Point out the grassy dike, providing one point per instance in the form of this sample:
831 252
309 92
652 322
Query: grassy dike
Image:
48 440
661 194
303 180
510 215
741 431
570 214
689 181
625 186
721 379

*-*-*

> **Task requirements**:
Each line of the material above must be retyped precisely.

> **Written response**:
Point out the grassy dike, providing one point per instance in the form of this sample:
831 252
309 92
652 322
Query: grassy dike
Image:
48 440
661 194
303 180
510 215
741 431
570 214
689 181
625 186
721 379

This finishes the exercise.